This rule detects Dockerfiles where the final stage runs as root (either explicitly via USER root/USER 0 or implicitly by having no USER instruction) and the stage positively signals mutable or persistent state through VOLUME instructions or data/state directory patterns. Running as root in a container that manages persistent state is a higher-risk combination than running root without state. Root access over writable volumes, mounted sockets, log directories, and database storage increases the blast radius of a compromise: an attacker can corrupt persistent data, tamper with host-mounted files, or escalate via root-owned resources that outlive the container. This rule is more targeted than hadolint/DL3002 (“last USER should not be root”). DL3002 warns whenever USER root appears, regardless of what the container does. This rule only fires when root intersects with mutable state.

Stateful signals detected

  • VOLUME instructions (highest confidence)

(Object-location annotation data)
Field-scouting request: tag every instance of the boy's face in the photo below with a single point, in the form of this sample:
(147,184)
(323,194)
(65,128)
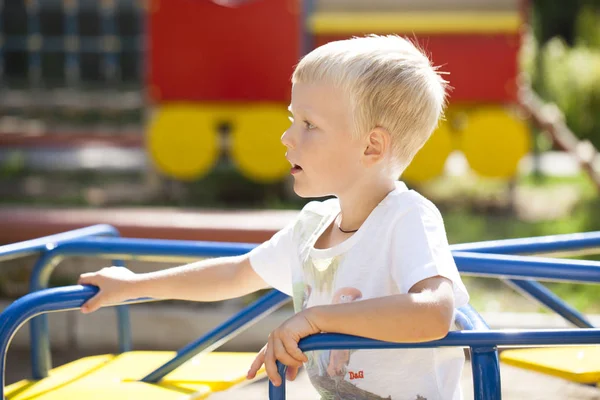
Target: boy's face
(325,159)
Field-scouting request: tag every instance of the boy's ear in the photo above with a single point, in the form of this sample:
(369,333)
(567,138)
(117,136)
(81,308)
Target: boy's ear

*GOAL OF THE EXERCISE*.
Can you copy the text on the Dockerfile root-user rule word for word, in full? The data is separate from the text on the Dockerfile root-user rule.

*EXERCISE SOLUTION*.
This rule detects Dockerfiles where the final stage runs as root (either explicitly via USER root/USER 0 or implicitly by having no USER instruction) and the stage positively signals mutable or persistent state through VOLUME instructions or data/state directory patterns. Running as root in a container that manages persistent state is a higher-risk combination than running root without state. Root access over writable volumes, mounted sockets, log directories, and database storage increases the blast radius of a compromise: an attacker can corrupt persistent data, tamper with host-mounted files, or escalate via root-owned resources that outlive the container. This rule is more targeted than hadolint/DL3002 (“last USER should not be root”). DL3002 warns whenever USER root appears, regardless of what the container does. This rule only fires when root intersects with mutable state.

Stateful signals detected

  • VOLUME instructions (highest confidence)